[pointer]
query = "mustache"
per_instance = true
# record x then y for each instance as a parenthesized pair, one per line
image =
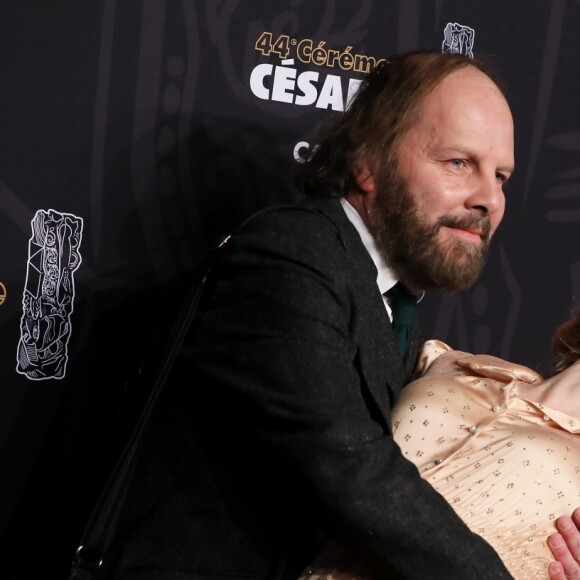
(467, 222)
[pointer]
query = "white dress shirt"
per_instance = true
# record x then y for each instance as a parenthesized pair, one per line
(385, 277)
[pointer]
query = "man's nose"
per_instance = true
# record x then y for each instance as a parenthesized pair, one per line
(487, 195)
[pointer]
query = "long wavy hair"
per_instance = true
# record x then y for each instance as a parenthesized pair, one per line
(385, 107)
(566, 343)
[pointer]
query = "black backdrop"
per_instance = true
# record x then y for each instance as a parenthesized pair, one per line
(134, 133)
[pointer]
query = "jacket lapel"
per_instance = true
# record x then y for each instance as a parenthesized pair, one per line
(381, 366)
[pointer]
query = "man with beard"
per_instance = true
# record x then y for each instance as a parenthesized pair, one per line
(273, 432)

----

• Do this: Put every line of the listing above into a JSON list of strings, one string per line, leaving out blank lines and the pictures.

• Correct response:
[
  "[pointer]",
  "query = \"mustache\"",
  "per_instance = true",
  "# record x then y for each instance as a parenthesized pair, one per line",
  "image =",
  "(467, 222)",
  "[pointer]",
  "query = \"white dress shirt\"",
  "per_instance = true",
  "# record x then y for each instance as a parenthesized pair, one per line",
  "(385, 277)",
  "[pointer]",
  "query = \"man's nose\"",
  "per_instance = true",
  "# record x then y for each instance as a parenthesized pair, one per line",
  "(487, 195)",
  "[pointer]",
  "query = \"long wavy hair\"",
  "per_instance = true",
  "# record x then y for each instance as a parenthesized pair, one per line",
  "(385, 107)",
  "(566, 343)",
  "[pointer]",
  "query = \"black backdrop\"",
  "per_instance = true",
  "# record x then y for each instance as a parenthesized pair, one per line",
  "(134, 133)",
  "[pointer]",
  "query = \"jacket lapel\"",
  "per_instance = true",
  "# record x then y for each instance as a parenthesized pair, one per line",
  "(381, 366)",
  "[pointer]",
  "query = \"man with beard\"",
  "per_instance = true",
  "# record x then y for each instance as a parenthesized pair, one per line",
  "(273, 432)"
]